> _GOAL 1_: Quote the passage on the Tennessee statute of limitations word for word, in its entirety.

Solely under the adjudications, it ought not to be held that a citizen of Tennessee could sue a citizen of Mississippi in Tennessee, which citizen had a residence in Mississippi, where the cause of action accrued, and continuously for ten to twelve years thereafter. The appellant in the case at bar had a fixed residence in the State of Tennessee, where the debt was contracted, and the creditor knew he could always find the appellant in that state and sue him there, but failed to do so until the bar of the statute of limitation of Tennessee attached. If the bar is not complete, it is difficult to see why, and if the bar is complete, by the lapse of the statutory time in Tennessee, it would never become barred, and there might occur the monstrosity, as developed in the case of Putnam v. Dike, 79 Mass. 535, where there was recovery of a debt with forty years' interest on it, a situation commented upon in several cases as a curiosity of jurisprudence.

> _GOAL 2_: Print the lines of the listing below, starting with the line containing "Guideline: for every instance of the lit" and running through the listing's last line, both ends inclusive.

> _DATA_:
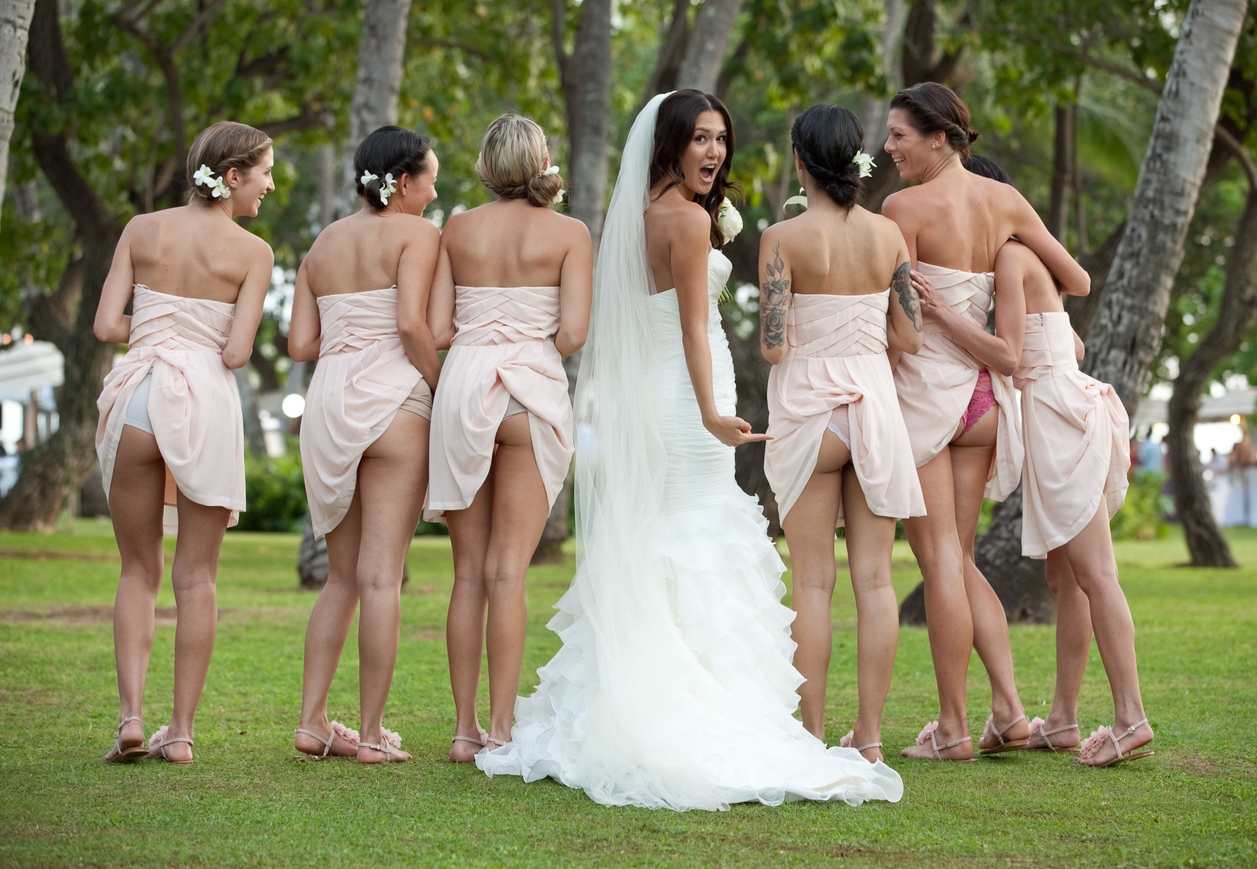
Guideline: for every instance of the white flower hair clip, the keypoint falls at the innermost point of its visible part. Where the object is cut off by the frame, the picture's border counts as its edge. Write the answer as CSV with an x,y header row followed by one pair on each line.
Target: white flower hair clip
x,y
728,220
387,189
205,177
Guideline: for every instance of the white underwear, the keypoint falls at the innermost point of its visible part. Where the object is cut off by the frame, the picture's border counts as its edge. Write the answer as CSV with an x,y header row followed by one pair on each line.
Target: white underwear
x,y
840,424
137,411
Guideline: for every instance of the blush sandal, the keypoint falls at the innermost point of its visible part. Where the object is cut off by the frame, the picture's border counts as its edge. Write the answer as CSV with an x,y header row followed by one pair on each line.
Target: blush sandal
x,y
1096,741
1037,732
128,755
1003,745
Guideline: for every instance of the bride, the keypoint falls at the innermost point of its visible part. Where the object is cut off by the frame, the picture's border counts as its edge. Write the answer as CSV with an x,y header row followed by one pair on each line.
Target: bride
x,y
674,687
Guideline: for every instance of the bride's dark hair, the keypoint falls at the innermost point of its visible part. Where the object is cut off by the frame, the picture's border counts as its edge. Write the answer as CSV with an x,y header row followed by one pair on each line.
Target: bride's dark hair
x,y
674,128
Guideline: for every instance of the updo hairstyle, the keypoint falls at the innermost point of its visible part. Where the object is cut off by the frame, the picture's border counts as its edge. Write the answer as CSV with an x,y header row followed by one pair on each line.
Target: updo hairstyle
x,y
674,128
224,146
512,155
826,140
389,150
932,108
987,169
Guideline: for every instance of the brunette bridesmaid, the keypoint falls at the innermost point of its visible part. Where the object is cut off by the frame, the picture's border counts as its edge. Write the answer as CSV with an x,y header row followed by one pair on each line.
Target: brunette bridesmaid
x,y
510,299
958,399
360,308
836,293
171,437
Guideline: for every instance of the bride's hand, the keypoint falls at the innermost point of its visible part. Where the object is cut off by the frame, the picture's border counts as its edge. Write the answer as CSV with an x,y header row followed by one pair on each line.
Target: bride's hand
x,y
732,430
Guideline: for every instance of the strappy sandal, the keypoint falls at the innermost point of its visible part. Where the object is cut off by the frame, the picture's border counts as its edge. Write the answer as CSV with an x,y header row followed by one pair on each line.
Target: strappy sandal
x,y
160,740
1096,740
851,737
928,733
1036,730
338,730
130,755
1004,745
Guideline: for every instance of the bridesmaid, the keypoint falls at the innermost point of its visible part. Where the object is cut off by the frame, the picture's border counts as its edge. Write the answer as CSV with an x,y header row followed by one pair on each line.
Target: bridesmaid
x,y
171,437
510,298
360,308
954,224
1074,481
839,450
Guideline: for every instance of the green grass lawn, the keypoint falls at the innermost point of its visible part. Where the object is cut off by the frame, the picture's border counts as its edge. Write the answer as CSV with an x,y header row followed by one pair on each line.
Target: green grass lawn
x,y
247,801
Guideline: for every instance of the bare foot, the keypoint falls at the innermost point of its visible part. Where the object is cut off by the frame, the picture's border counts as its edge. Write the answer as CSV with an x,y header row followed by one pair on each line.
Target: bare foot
x,y
1099,748
998,737
934,746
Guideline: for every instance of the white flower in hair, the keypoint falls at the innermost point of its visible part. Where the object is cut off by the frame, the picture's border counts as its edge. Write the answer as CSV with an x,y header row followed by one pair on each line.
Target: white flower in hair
x,y
729,220
387,189
204,176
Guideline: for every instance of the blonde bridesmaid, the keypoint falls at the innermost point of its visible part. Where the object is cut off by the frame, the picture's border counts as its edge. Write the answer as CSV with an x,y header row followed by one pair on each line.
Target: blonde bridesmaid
x,y
1074,479
836,294
360,309
958,399
510,299
171,438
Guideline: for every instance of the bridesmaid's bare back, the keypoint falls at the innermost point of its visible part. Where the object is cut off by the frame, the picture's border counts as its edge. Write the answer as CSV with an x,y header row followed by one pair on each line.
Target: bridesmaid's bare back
x,y
510,243
363,252
191,252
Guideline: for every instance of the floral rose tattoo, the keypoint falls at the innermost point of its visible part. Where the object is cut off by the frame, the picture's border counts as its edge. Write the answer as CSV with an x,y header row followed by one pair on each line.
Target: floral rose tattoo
x,y
908,298
772,302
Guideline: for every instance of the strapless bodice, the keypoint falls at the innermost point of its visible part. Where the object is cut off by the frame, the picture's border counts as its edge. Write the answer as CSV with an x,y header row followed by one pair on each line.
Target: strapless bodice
x,y
504,315
352,322
827,326
174,322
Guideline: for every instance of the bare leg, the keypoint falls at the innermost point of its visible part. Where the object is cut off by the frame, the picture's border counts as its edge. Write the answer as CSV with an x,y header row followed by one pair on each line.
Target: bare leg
x,y
136,507
937,546
870,540
391,478
327,631
519,513
1072,645
1095,569
194,575
464,625
971,463
810,533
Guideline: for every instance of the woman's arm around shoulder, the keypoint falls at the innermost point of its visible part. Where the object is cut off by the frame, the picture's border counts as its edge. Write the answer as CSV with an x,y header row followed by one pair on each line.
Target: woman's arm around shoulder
x,y
774,277
576,287
415,272
249,303
112,323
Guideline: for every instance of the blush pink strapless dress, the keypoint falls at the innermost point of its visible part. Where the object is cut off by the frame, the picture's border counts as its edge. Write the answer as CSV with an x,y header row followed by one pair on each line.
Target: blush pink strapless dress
x,y
192,403
503,347
362,377
935,385
1076,430
837,356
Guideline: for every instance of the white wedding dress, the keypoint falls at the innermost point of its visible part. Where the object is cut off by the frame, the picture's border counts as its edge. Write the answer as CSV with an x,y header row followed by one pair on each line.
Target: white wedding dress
x,y
674,687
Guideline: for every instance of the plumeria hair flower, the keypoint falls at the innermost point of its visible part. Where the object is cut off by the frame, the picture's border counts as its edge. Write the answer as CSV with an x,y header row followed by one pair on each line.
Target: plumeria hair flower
x,y
205,177
387,189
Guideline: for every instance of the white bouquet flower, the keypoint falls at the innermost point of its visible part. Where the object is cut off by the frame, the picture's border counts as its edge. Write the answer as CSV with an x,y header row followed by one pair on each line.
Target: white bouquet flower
x,y
729,220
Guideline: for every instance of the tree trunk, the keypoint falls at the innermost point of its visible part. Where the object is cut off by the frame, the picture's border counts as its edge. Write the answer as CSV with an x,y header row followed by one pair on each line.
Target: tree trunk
x,y
14,25
1128,327
704,53
58,467
1236,316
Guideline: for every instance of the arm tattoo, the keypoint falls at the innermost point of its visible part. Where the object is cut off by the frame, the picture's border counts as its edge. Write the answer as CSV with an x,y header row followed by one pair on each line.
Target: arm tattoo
x,y
772,302
908,298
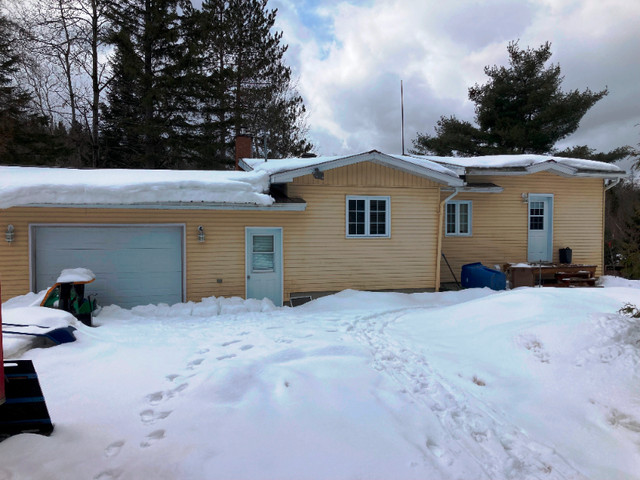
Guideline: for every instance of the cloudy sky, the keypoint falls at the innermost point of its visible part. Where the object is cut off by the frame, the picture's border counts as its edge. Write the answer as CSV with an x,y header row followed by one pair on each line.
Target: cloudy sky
x,y
349,58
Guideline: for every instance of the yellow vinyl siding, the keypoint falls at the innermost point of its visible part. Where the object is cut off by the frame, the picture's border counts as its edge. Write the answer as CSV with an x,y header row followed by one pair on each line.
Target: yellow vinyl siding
x,y
317,256
499,224
366,173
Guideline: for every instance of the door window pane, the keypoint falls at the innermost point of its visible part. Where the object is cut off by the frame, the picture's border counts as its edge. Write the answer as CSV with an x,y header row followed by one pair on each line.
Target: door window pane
x,y
263,258
536,215
464,218
451,218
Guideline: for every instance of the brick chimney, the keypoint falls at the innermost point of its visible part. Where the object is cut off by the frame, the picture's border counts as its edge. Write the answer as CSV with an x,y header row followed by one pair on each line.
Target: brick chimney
x,y
244,148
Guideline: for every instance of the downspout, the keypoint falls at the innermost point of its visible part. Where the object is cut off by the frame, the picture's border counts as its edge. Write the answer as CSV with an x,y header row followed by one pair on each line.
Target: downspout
x,y
612,184
440,235
604,213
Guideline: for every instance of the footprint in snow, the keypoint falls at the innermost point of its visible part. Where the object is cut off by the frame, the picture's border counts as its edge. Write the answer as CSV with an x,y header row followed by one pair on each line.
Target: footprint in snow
x,y
114,449
155,398
224,357
194,363
176,390
108,475
152,438
149,417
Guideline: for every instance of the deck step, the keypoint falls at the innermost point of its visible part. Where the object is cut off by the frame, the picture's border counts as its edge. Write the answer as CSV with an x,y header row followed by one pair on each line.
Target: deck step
x,y
24,410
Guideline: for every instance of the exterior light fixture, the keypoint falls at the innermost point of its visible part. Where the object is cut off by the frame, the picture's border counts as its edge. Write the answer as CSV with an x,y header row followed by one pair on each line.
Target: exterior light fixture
x,y
10,233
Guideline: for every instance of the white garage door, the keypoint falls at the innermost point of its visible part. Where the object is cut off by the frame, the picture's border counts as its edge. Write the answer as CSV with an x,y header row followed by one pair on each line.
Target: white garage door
x,y
134,265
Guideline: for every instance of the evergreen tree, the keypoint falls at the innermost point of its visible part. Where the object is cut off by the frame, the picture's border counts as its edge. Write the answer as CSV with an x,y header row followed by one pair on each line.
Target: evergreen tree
x,y
243,85
144,118
521,109
24,136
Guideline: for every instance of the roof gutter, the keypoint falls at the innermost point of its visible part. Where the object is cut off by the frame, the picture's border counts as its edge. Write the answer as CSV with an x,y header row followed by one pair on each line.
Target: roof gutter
x,y
441,234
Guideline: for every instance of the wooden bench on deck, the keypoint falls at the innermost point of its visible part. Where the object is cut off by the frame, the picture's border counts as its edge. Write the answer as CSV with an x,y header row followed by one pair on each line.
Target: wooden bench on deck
x,y
551,275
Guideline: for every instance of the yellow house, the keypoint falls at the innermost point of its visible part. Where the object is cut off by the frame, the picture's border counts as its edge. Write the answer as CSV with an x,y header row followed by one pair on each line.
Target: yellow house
x,y
293,227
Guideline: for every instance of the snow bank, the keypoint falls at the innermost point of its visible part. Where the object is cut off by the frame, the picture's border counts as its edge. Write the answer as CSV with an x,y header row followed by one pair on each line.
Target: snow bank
x,y
36,320
33,185
206,308
528,384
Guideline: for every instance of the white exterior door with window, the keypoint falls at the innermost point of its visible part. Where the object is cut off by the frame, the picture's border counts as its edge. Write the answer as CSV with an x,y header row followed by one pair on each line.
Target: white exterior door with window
x,y
540,218
264,263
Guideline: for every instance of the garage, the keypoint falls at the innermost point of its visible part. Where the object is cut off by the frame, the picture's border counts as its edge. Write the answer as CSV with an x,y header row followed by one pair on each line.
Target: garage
x,y
133,264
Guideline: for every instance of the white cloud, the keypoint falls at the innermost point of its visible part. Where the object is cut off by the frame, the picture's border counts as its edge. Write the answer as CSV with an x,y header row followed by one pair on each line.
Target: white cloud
x,y
351,57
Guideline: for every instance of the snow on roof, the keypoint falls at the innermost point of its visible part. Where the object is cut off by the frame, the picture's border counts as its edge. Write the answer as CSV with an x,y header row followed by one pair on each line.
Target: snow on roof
x,y
524,162
65,186
302,165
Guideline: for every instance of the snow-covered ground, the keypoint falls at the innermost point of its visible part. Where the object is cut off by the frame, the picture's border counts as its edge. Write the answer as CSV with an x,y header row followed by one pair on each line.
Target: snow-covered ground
x,y
529,383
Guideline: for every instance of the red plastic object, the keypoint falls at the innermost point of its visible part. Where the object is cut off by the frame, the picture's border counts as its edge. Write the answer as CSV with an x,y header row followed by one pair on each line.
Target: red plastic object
x,y
2,397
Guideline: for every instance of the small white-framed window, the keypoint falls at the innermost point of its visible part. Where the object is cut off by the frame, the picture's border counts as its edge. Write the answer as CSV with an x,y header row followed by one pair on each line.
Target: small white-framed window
x,y
458,218
368,216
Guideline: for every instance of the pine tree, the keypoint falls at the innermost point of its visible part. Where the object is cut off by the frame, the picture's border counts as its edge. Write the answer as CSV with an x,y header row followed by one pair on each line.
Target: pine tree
x,y
24,135
144,118
521,109
243,85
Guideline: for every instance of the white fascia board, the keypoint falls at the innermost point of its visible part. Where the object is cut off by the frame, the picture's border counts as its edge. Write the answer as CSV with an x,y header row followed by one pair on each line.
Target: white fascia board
x,y
552,166
375,157
471,189
281,207
561,170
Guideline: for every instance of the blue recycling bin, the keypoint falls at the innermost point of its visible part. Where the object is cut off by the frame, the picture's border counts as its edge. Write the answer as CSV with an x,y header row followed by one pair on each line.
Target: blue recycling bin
x,y
476,275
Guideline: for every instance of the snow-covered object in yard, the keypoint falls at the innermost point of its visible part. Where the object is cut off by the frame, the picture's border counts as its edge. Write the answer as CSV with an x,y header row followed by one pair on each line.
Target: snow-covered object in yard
x,y
65,186
76,275
32,320
280,168
611,281
527,163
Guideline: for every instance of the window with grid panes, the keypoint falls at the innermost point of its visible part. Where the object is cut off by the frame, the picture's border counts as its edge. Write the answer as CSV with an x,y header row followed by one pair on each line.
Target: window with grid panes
x,y
458,218
368,216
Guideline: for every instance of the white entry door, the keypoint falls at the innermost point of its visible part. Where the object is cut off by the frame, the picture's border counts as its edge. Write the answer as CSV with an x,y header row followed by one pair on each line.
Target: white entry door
x,y
264,263
540,228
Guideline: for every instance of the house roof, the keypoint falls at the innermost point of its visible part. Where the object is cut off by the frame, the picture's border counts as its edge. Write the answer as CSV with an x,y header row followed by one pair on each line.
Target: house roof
x,y
20,186
286,169
527,164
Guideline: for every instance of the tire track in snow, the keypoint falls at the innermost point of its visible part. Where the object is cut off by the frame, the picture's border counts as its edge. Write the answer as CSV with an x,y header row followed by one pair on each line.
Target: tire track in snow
x,y
498,448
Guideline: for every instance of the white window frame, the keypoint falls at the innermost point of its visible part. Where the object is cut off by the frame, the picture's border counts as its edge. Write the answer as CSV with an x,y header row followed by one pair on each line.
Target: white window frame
x,y
367,226
457,204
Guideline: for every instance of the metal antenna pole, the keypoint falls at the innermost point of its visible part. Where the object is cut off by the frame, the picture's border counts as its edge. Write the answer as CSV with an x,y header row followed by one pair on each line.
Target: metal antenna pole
x,y
402,113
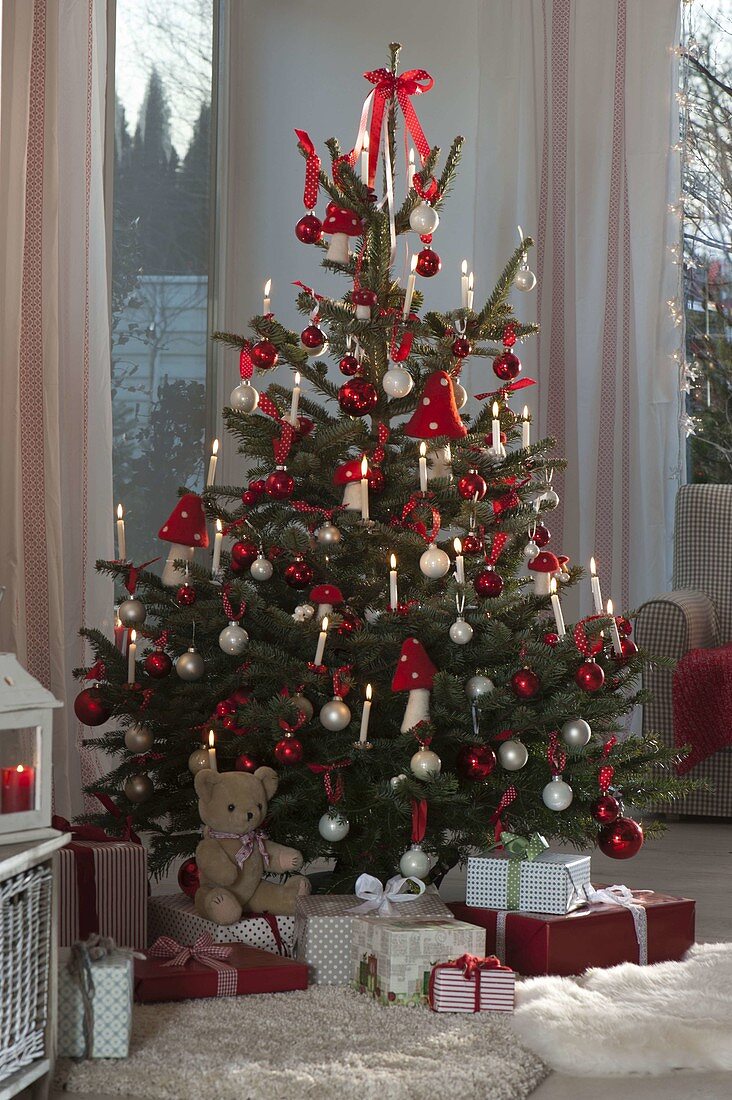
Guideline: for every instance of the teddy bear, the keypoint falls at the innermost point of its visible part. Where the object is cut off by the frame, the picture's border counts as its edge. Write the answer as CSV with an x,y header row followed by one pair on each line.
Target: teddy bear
x,y
235,853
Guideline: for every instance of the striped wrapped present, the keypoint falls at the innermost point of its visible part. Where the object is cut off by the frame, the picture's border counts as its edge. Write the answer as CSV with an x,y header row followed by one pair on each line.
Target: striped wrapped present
x,y
472,985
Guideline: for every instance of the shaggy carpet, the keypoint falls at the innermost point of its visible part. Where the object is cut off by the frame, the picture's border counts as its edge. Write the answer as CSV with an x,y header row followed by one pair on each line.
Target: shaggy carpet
x,y
633,1019
324,1043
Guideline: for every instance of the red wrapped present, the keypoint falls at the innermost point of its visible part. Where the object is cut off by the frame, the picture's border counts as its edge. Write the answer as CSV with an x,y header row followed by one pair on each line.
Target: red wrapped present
x,y
601,935
174,971
472,985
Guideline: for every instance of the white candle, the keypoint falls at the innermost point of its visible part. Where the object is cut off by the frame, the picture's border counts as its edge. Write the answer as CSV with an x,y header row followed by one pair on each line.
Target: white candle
x,y
132,649
121,542
594,583
556,607
410,287
321,641
211,463
614,633
423,466
459,563
364,716
218,539
393,595
364,487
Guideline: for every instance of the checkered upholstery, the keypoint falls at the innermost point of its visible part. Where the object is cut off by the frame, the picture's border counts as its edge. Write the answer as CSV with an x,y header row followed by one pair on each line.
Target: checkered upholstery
x,y
697,614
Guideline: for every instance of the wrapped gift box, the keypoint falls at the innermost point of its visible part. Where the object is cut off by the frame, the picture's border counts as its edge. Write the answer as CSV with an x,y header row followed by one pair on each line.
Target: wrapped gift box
x,y
102,888
458,986
175,915
535,944
111,1009
393,960
323,931
242,970
550,883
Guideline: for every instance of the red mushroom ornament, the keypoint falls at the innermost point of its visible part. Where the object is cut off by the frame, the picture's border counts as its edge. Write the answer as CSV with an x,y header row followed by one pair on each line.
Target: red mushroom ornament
x,y
186,529
415,673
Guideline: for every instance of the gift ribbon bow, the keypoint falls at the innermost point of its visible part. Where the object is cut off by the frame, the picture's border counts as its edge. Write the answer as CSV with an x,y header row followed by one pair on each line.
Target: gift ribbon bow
x,y
384,900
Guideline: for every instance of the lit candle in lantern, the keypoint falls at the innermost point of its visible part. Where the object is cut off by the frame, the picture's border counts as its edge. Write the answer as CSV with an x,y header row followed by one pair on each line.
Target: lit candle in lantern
x,y
211,463
121,541
18,793
321,641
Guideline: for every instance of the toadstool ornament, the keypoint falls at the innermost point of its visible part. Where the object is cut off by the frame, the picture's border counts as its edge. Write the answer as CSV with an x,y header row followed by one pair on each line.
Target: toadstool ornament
x,y
437,413
415,673
186,529
340,224
544,567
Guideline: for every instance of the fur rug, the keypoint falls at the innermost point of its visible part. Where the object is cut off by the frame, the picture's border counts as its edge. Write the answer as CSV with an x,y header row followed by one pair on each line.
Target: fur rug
x,y
319,1044
632,1019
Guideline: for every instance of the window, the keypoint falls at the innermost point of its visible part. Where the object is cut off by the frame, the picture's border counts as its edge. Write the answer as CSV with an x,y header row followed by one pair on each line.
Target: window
x,y
163,152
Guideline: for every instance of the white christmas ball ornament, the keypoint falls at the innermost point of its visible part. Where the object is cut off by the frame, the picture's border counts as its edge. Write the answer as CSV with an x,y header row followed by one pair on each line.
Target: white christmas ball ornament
x,y
512,755
334,828
434,562
557,794
460,633
415,862
424,219
576,733
397,382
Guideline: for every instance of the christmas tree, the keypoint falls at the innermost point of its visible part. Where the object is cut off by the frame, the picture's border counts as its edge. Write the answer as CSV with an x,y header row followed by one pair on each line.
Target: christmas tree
x,y
385,628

> _RESPONSE 1_:
Solely under the adjudications, it ought not to be held that a citizen of Tennessee could sue a citizen of Mississippi in Tennessee, which citizen had a residence in Mississippi, where the cause of action accrued, and continuously for ten to twelve years thereafter. The appellant in the case at bar had a fixed residence in the State of Tennessee, where the debt was contracted, and the creditor knew he could always find the appellant in that state and sue him there, but failed to do so until the bar of the statute of limitation of Tennessee attached. If the bar is not complete, it is difficult to see why, and if the bar is complete, by the lapse of the statutory time in Tennessee, it would never become barred, and there might occur the monstrosity, as developed in the case of Putnam v. Dike, 79 Mass. 535, where there was recovery of a debt with forty years' interest on it, a situation commented upon in several cases as a curiosity of jurisprudence.

> _RESPONSE 2_:
Guideline: for every instance of the lit candle in lantern, the keypoint falls at the innermost point of its visible part. Where the object is cut off by the frame, the picture's border counts as its edge. Write the answer as CSV with an x,y header row followed by one pair on each line.
Target: lit candle in lantern
x,y
211,463
121,541
18,793
321,641
Guideline: for every instance of the toadstool ornament, the keypoint falls at the innermost point of its visible part. Where the object is cut off by the frame, the picture's border counts as its edge. Write the answer as CSV with an x,y header row followed by one pair on each line.
Target: toadstool ornament
x,y
437,413
415,673
186,529
340,224
544,567
Guideline: for every instance of the fur rug, the keypoint falls at the innermost point of its visible part. Where the object is cut off by the frame, the picture's border counts as its edge. Write the answer as CSV with an x,y header row followed by one pair on each line.
Target: fur rug
x,y
319,1044
632,1019
Guideline: for every instance of the window, the keypoint falls at the innermost point of its visible part. Where the object is cut off by the frame, the picture's border counts as its edge. Write the answer as CSV with an x,y header row followed by one pair on each line.
Target: window
x,y
163,152
Guideline: for every instance of the white christmas ball ornament, the keypoint falls at the innermost point of its visible part. Where the object is cut off by the frame, the picture's border counts as its edge. Write the answer as CSV with an x,y header row followed by one pair on each line.
Target: white christmas ball ornament
x,y
512,755
334,828
434,562
557,794
460,633
415,862
424,219
576,733
397,382
Guideline: for every instance of the christmas tree, the keypoint falls at the innermost point of its visible part. Where the object is cut off by the frame, the picture's border counts as its edge. Write the answer as CSV with an x,y header row followed by one pair on each line.
Target: christmas tree
x,y
385,628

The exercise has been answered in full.